◆ Task prompt: Rewrite the records below, putting "occurrence" wherever "instance" occurs and leaving every other character unchanged.

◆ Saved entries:
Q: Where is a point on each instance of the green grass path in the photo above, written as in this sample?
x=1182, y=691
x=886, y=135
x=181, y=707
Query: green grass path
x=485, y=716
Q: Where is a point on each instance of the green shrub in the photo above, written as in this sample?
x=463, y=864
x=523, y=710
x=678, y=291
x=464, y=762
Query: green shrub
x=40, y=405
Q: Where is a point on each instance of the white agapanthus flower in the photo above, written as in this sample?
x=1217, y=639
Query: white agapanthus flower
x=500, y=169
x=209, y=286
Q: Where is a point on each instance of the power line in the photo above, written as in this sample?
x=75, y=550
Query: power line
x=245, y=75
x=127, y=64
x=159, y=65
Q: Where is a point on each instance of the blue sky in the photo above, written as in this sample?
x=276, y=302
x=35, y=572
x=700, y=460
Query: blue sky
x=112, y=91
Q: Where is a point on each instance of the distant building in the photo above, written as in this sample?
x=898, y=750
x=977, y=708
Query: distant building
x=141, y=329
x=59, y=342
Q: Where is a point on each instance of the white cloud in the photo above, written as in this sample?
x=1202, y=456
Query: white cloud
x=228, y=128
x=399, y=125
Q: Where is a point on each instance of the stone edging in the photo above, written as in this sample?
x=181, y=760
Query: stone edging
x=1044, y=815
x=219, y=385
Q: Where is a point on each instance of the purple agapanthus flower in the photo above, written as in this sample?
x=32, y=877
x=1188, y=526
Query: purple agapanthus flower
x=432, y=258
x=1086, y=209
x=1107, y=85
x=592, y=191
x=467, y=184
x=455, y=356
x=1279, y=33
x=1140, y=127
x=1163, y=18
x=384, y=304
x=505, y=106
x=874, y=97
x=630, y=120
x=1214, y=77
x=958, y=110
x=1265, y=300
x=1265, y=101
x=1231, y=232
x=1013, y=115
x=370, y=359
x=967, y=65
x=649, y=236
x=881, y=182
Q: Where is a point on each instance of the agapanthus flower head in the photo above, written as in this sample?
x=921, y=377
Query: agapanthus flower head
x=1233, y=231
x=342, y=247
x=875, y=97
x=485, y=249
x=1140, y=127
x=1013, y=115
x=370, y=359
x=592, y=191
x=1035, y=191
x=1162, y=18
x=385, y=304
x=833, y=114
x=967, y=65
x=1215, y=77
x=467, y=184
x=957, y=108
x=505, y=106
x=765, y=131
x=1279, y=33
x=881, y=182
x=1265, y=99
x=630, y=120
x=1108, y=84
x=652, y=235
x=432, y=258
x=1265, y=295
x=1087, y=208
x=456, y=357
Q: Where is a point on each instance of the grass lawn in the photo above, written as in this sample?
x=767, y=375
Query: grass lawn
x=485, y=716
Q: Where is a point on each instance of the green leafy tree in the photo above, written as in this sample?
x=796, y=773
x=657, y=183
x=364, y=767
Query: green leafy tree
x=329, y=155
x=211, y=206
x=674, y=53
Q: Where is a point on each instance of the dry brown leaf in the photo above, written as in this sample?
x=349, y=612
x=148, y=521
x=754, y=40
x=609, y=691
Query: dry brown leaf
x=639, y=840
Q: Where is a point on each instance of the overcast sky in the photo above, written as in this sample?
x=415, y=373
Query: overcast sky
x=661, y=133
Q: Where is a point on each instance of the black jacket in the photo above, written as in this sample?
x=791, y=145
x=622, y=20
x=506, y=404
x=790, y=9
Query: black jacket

◆ Response below:
Q: Where is a point on each occurrence of the green grass path in the photo above, written as in this sample?
x=1182, y=691
x=886, y=135
x=181, y=707
Query: green grass path
x=485, y=716
Q: Where is a point on each occurrence of the green shrub in the photo above, written as in this sample?
x=463, y=864
x=523, y=710
x=678, y=291
x=464, y=762
Query: green shrub
x=40, y=405
Q: Where is a point on each occurrence of the white agapanthus flower in the photo above, written as in this sample?
x=1217, y=639
Query: white agapanthus flower
x=500, y=169
x=209, y=286
Q: Where is a point on each occurrence of the power line in the photo above, written as in this sample?
x=75, y=550
Query: power line
x=245, y=75
x=127, y=64
x=159, y=65
Q: Where is a point on each occurrence of the blue sky in the photo above, written as in this sample?
x=276, y=302
x=35, y=572
x=700, y=460
Query: blue sky
x=112, y=91
Q: Where is a point on each occurrence of the distant building in the photo above, written as in this sample?
x=898, y=750
x=977, y=708
Query: distant building
x=141, y=329
x=59, y=342
Q: Where is a point on each occurrence of the white cloud in the photo above, written as in this sample?
x=1202, y=456
Query: white cloud
x=228, y=128
x=399, y=125
Q: Where is a point on each occurrence of the stone edging in the photo above, written as in this sample?
x=181, y=760
Query: stone edging
x=1044, y=815
x=219, y=385
Q: Where is a point on each occurrence of the purple agapanthus flower in the photo above, written as in this sample?
x=32, y=877
x=1188, y=526
Query: purple agapanthus flower
x=432, y=258
x=1086, y=209
x=1107, y=85
x=592, y=191
x=467, y=184
x=455, y=356
x=1279, y=33
x=1140, y=127
x=1163, y=18
x=384, y=304
x=505, y=106
x=874, y=97
x=630, y=120
x=1214, y=77
x=958, y=110
x=1265, y=300
x=1265, y=101
x=1231, y=232
x=1013, y=115
x=370, y=359
x=967, y=65
x=649, y=236
x=881, y=182
Q: Where is a point on each occurrence of the agapanthus flower head in the photo above, written as in this sample?
x=921, y=377
Query: agapanthus flower head
x=1233, y=231
x=342, y=247
x=875, y=97
x=485, y=249
x=1140, y=127
x=1013, y=115
x=370, y=359
x=592, y=191
x=1035, y=191
x=1162, y=18
x=385, y=304
x=833, y=114
x=967, y=65
x=1215, y=77
x=467, y=184
x=957, y=108
x=505, y=106
x=765, y=131
x=1279, y=33
x=881, y=182
x=1265, y=99
x=630, y=120
x=1108, y=84
x=652, y=235
x=432, y=258
x=1265, y=295
x=1087, y=208
x=456, y=357
Q: Where is a point on each occurrence of the grass lawn in the photo above, written as in this sample?
x=767, y=375
Query: grass lawn
x=485, y=716
Q: Where is a point on each occurrence of the green leafy tree in the photo above, written as in this sample?
x=796, y=773
x=657, y=183
x=364, y=767
Query: green leafy tree
x=329, y=155
x=211, y=206
x=674, y=53
Q: Where is a point on each occurrence of the dry brown leaf in the photo above, written as in this sample?
x=349, y=612
x=148, y=521
x=754, y=40
x=609, y=691
Query: dry brown leaf
x=639, y=840
Q: Where is a point on each occurrence of the overcast sky in the photo above, written as in this sample?
x=415, y=373
Query: overcast sky
x=661, y=133
Q: Where is a point on each occurrence of the black jacket in the photo above, written as in this sample?
x=791, y=145
x=622, y=20
x=506, y=404
x=790, y=9
Query: black jacket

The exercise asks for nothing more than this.